Data for this exercise below:
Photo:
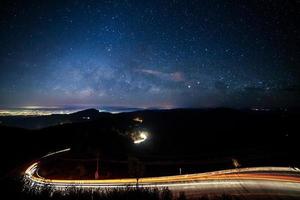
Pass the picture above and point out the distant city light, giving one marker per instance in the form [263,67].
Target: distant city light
[138,119]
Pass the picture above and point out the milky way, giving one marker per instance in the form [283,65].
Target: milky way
[149,53]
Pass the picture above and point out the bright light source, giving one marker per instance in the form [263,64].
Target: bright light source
[137,119]
[139,137]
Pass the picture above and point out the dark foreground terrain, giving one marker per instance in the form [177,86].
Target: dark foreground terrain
[190,140]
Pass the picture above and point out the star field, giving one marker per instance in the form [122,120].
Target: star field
[150,53]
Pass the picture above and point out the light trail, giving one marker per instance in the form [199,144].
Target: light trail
[219,177]
[56,152]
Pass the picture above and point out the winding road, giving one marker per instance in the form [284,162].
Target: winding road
[263,182]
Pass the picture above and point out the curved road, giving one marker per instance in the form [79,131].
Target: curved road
[263,182]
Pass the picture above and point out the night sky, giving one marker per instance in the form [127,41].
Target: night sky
[150,53]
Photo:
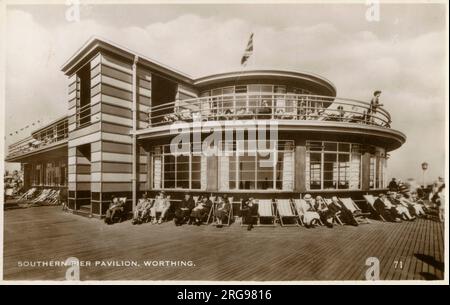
End of Data for this exercise.
Your objective ▸ Please quote the records above exactly, beginning at the line that contains "Target: dark foreground terrain" and ending at their last line. Leave the pictures out.

Answer to the exercise ▸
Target: dark foreground terrain
[190,140]
Pass the picture above and point out the star field, giving one marker per instance in the form [122,120].
Target: star field
[150,53]
Pass the picture above and point out the light trail, giving one marker per instance in the form [199,144].
Target: light trail
[219,177]
[56,152]
Pass the picture above and point out the winding road, giving one marker per instance in the form [284,162].
Target: winding road
[263,182]
Pass the picture above and point out the curved road, giving one marker per instance in the form [79,131].
Target: curved road
[263,182]
Pass the picture above and point out the night sky, giving one marker per instance in the form [127,41].
Target: night sky
[150,53]
Photo:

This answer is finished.